(Istruzione scritta 1):
Puoi trasformare in un elenco più breve il paragrafo del testo su Bressane e il montaggio che comincia con "“Povera Giraffa!” è il titolo", conservandone i fatti principali?

◇ ◇ ◇ ◇ ◇

Bressane: Montaggio selvaggio
di Giovanni Festa
Il montaggio, scrive Bressane, esige un equipaggiamento mentale creativo: ma, ancor di più, il montaggio deve farsi selvaggio, e intendersi come pensiero-movimento-operazione tropicale e aborigena, barocca e smisurata.
“Povera Giraffa!” è il titolo di un acquarello di Lili Masson che mostra una savana con un palmizio, un sole tropicale che sorride crudele, e una famiglia di giraffe, in fuga davanti ad un uomo bianco armato di scudiscio: Lili è una pittrice di 9 anni e Bataille inserisce quest’immagine all’interno del suo scritto sull’arte primitiva per il numero 7, anno II, di Documents: l’arte dei bambini è un’arte selvaggia, dove si ricomincia daccapo, si attribuisce la stessa realtà all’oggetto e alla sua rappresentazione, e dove è essenziale lasciare una traccia gestuale del proprio passaggio, in un’affermazione, euforica e disruttiva, della personalità. Ciò che lega arte primitiva e disegni infantili è infatti un’alterazione della figura e del supporto capace di trasformare ciò che è alterato in un nuovo oggetto.

◇ ◇ ◇ ◇ ◇

(Istruzione scritta 2):
Puoi riscrivere per intero il tratto delle voci che va dall'inizio fino alla riga che contiene "top-left (150, 191), bottom-right (174, 224)", estremi compresi, senza tralasciare nessuna riga? Nelle risposte aumenta di -141 ogni coordinata.

◇ ◇ ◇ ◇ ◇

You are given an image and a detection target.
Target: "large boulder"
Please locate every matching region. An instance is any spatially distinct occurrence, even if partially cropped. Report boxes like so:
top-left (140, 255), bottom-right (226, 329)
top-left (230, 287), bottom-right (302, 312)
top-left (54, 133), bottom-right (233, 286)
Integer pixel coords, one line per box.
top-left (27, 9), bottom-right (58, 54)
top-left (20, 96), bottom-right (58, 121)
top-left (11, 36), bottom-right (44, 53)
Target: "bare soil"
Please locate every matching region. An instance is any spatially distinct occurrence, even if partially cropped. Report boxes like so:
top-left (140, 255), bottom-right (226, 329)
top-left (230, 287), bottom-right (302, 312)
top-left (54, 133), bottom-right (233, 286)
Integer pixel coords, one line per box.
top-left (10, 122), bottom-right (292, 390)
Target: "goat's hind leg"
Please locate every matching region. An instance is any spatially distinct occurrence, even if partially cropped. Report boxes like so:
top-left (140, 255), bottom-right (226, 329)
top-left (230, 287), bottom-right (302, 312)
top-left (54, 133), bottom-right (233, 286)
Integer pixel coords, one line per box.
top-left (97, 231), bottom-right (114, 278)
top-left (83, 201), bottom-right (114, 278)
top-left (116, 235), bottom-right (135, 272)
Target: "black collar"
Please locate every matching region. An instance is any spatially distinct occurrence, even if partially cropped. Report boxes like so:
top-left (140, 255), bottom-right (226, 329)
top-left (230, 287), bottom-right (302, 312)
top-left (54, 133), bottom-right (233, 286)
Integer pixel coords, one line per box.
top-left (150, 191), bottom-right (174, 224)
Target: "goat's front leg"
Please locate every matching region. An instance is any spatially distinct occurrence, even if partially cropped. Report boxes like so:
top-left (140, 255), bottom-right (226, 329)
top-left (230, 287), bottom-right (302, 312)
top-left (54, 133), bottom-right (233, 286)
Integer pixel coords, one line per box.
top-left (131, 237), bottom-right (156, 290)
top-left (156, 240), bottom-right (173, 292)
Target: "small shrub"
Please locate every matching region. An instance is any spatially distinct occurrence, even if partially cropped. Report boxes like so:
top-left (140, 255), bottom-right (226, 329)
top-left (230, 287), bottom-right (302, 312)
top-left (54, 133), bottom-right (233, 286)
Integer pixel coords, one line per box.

◇ ◇ ◇ ◇ ◇

(Risposta completa 1):
- "Povera Giraffa!" è un acquarello di Lili Masson, pittrice di 9 anni.
- Raffigura una savana con un palmizio e un sole tropicale dal sorriso crudele. C'è anche una famiglia di giraffe in fuga davanti a un uomo bianco armato di scudiscio.
- Bataille inserisce l'immagine nel suo scritto sull'arte primitiva per il numero 7, anno II, di Documents.
- Per lui l'arte dei bambini è un'arte selvaggia, con tre tratti:
  - si ricomincia daccapo;
  - oggetto e rappresentazione hanno la stessa realtà;
  - è essenziale lasciare una traccia gestuale del proprio passaggio, come affermazione euforica e disruttiva della personalità.
- Arte primitiva e disegni infantili sono legati da un'alterazione della figura e del supporto. Questa alterazione trasforma ciò che è alterato in un nuovo oggetto.

(Risposta completa 2):
You are given an image and a detection target.
Target: "large boulder"
Please locate every matching region. An instance is any spatially distinct occurrence, even if partially cropped. Report boxes like so:
top-left (140, 255), bottom-right (226, 329)
top-left (230, 287), bottom-right (302, 312)
top-left (54, 133), bottom-right (233, 286)
Integer pixel coords, one line per box.
top-left (-114, -132), bottom-right (-83, -87)
top-left (-121, -45), bottom-right (-83, -20)
top-left (-130, -105), bottom-right (-97, -88)
Target: "bare soil"
Please locate every matching region. An instance is any spatially distinct occurrence, even if partially cropped. Report boxes like so:
top-left (140, 255), bottom-right (226, 329)
top-left (230, 287), bottom-right (302, 312)
top-left (54, 133), bottom-right (233, 286)
Integer pixel coords, one line per box.
top-left (-131, -19), bottom-right (151, 249)
Target: "goat's hind leg"
Please locate every matching region. An instance is any spatially distinct occurrence, even if partially cropped. Report boxes like so:
top-left (140, 255), bottom-right (226, 329)
top-left (230, 287), bottom-right (302, 312)
top-left (54, 133), bottom-right (233, 286)
Integer pixel coords, one line per box.
top-left (-44, 90), bottom-right (-27, 137)
top-left (-58, 60), bottom-right (-27, 137)
top-left (-25, 94), bottom-right (-6, 131)
Target: "black collar"
Please locate every matching region. An instance is any spatially distinct occurrence, even if partially cropped. Report boxes like so:
top-left (140, 255), bottom-right (226, 329)
top-left (230, 287), bottom-right (302, 312)
top-left (54, 133), bottom-right (233, 286)
Integer pixel coords, one line per box.
top-left (9, 50), bottom-right (33, 83)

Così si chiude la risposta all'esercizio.